_TEXTO DE LEITURA_
╔══
Numa rara admissão de fraqueza, a primeira-ministra britânica, Theresa May, decidiu adiar a votação do acordo para a saída do Reino Unido da União Europeia por saber que iria ser recusado por uma “margem significativa” de votos no parlamento. Por agora, garantiu a líder britânica, o acordo não será apresentado hoje à votação, como previsto, não adiantando May quando tal acontecerá – a primeira-ministra tem até 21 de janeiro do próximo ano para o fazer. A oposição ao acordo ganhou ontem uma força renovada com a decisão do Tribunal de Justiça Europeu, deliberando que Londres pode abandonar unilateralmente o Brexit, suspendendo a aplicação do artigo 50 sem consultar as instâncias europeias. “Revogar o artigo 50 significaria voltar atrás na votação do referendo e permanecer na UE”, disse May.
Para suster as críticas dos deputados, quer de dentro do Partido Conservador quer da oposição, a primeira-ministra anunciou que iria ter reuniões de emergência com os líderes europeus para conseguir “novas garantias” sobre a cláusula de segurança para se evitar a reposição de fronteiras na Irlanda do Norte.
O anúncio estava a ser analisado pelos deputados britânicos quando o presidente do Conselho Europeu, Donald Tusk, garantiu que as negociações entre Londres e Bruxelas não serão reabertas. “Não vamos renegociar o acordo, incluindo as garantias [da fronteira], mas estamos disponíveis para discutir como facilitar a ratificação do Reino Unido”, escreveu Tusk no Twitter. May recusou comentar a resposta.
Tusk não esteve sozinho na recusa de mais negociações, com a Comissão Europeia a partilhar da sua posição: “Não vamos renegociar o acordo que está em cima da mesa e que foi apoiado pelo Conselho Europeu a 25 de novembro. É muito claro, e o presidente [da Comissão Europeia, Jean-Claude Juncker] já o disse, este é o acordo e o único acordo possível”. Também o primeiro-ministro irlandês, Leo Varadkar, disse que não permitirá a Londres reabrir as negociações sobre a fronteira entre a Irlanda do Norte e a Irlanda.
O anúncio do adiamento da votação do acordo não caiu bem entre os deputados. “Em qualquer ambiente cortês, respeitoso e maduro, permitir que o parlamento tenha uma palavra a dizer sobre o assunto seria o caminho certo e óbvio”, criticou o presidente da Câmara dos Comuns, John Bercow. “Toda a a câmara queria ter este debate, queríamos votar o acordo, as pessoas esperavam que o votássemos. E o governo foi-se embora e escondeu-se na casa de banho”, acrescentou o deputado conservador Mark Francois.
A primeira-ministra escocesa e líder do Partido Nacional Escocês, Nicola Sturgeon, desafiou a oposição a avançar com uma moção de censura: “Se o Partido Trabalhista, como líder da oposição, apresentar uma moção de censura contra este governo incompetente amanhã [hoje], o SNP [Partido Nacional Escocês] irá apoiá-la e podemos trabalhar em conjunto para dar ao povo uma oportunidade de travar o Brexit com outro referendo”.
╚══
_TAREFA A REALIZAR_
Reescreva o trecho do texto sobre o adiamento da votação do Brexit compreendido entre "O anúncio estava" e "comentar a resposta.", inclusive, substituindo "deputados britânicos" por "parlamentares britânicos".

_DADOS DO CONJUNTO_
╔══
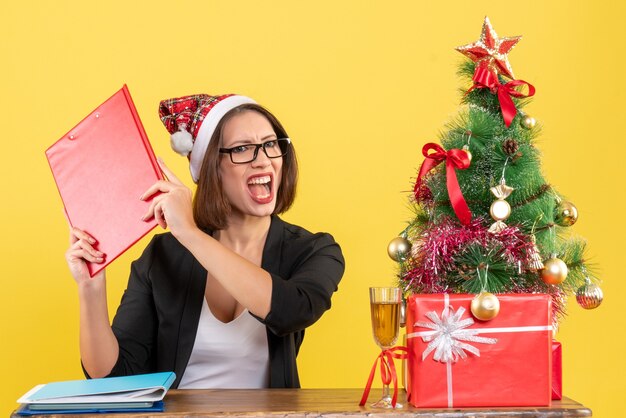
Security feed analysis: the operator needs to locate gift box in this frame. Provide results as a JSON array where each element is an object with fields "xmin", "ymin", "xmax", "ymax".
[
  {"xmin": 552, "ymin": 341, "xmax": 563, "ymax": 400},
  {"xmin": 407, "ymin": 294, "xmax": 552, "ymax": 408}
]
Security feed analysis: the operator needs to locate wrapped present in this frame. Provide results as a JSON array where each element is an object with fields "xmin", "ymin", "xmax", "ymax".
[
  {"xmin": 552, "ymin": 340, "xmax": 563, "ymax": 400},
  {"xmin": 407, "ymin": 294, "xmax": 552, "ymax": 408}
]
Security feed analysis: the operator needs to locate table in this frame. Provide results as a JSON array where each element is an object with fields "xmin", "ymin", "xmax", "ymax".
[{"xmin": 12, "ymin": 389, "xmax": 591, "ymax": 418}]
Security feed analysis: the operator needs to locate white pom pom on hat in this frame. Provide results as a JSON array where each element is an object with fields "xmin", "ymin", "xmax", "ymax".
[
  {"xmin": 170, "ymin": 125, "xmax": 193, "ymax": 157},
  {"xmin": 159, "ymin": 94, "xmax": 256, "ymax": 183}
]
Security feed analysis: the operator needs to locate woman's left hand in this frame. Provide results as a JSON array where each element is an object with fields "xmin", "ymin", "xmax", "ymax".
[{"xmin": 141, "ymin": 158, "xmax": 196, "ymax": 236}]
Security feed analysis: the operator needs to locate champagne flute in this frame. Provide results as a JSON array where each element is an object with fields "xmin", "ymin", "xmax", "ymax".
[{"xmin": 370, "ymin": 287, "xmax": 402, "ymax": 409}]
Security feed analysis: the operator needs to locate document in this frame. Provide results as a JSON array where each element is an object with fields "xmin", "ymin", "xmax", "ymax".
[{"xmin": 46, "ymin": 86, "xmax": 163, "ymax": 277}]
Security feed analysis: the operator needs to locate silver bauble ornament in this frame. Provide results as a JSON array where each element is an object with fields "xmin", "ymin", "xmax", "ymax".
[
  {"xmin": 470, "ymin": 292, "xmax": 500, "ymax": 321},
  {"xmin": 576, "ymin": 278, "xmax": 604, "ymax": 309},
  {"xmin": 387, "ymin": 237, "xmax": 411, "ymax": 263}
]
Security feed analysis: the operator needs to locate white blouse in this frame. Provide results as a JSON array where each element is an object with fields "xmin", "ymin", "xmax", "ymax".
[{"xmin": 178, "ymin": 298, "xmax": 270, "ymax": 389}]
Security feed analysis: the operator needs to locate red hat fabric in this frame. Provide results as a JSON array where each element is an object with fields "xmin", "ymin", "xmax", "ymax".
[{"xmin": 159, "ymin": 94, "xmax": 256, "ymax": 183}]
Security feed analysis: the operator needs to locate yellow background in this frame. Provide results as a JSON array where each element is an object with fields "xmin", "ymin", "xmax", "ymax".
[{"xmin": 0, "ymin": 0, "xmax": 626, "ymax": 418}]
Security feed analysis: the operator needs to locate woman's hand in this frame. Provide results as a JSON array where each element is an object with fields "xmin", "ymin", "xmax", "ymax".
[
  {"xmin": 65, "ymin": 228, "xmax": 104, "ymax": 285},
  {"xmin": 141, "ymin": 158, "xmax": 197, "ymax": 237}
]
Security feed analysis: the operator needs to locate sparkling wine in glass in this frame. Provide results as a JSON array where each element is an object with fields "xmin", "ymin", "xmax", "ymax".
[{"xmin": 370, "ymin": 287, "xmax": 402, "ymax": 408}]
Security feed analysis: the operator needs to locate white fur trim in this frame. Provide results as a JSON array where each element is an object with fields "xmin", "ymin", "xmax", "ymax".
[
  {"xmin": 189, "ymin": 95, "xmax": 256, "ymax": 183},
  {"xmin": 170, "ymin": 128, "xmax": 193, "ymax": 157}
]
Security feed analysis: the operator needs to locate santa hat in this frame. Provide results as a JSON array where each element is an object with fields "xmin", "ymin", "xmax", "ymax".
[{"xmin": 159, "ymin": 94, "xmax": 256, "ymax": 183}]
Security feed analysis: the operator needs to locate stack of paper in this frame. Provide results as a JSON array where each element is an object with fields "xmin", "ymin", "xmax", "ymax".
[{"xmin": 17, "ymin": 372, "xmax": 176, "ymax": 415}]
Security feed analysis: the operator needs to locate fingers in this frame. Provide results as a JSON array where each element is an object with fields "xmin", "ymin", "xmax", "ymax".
[
  {"xmin": 141, "ymin": 195, "xmax": 167, "ymax": 229},
  {"xmin": 65, "ymin": 238, "xmax": 104, "ymax": 263},
  {"xmin": 70, "ymin": 227, "xmax": 96, "ymax": 245},
  {"xmin": 139, "ymin": 180, "xmax": 175, "ymax": 200},
  {"xmin": 157, "ymin": 157, "xmax": 183, "ymax": 186}
]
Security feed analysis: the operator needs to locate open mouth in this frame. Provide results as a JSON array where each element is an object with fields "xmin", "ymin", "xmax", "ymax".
╚══
_RESOLUÇÃO DO EXERCÍCIO_
O anúncio estava a ser analisado pelos parlamentares britânicos quando o presidente do Conselho Europeu, Donald Tusk, garantiu que as negociações entre Londres e Bruxelas não serão reabertas. “Não vamos renegociar o acordo, incluindo as garantias [da fronteira], mas estamos disponíveis para discutir como facilitar a ratificação do Reino Unido”, escreveu Tusk no Twitter. May recusou comentar a resposta.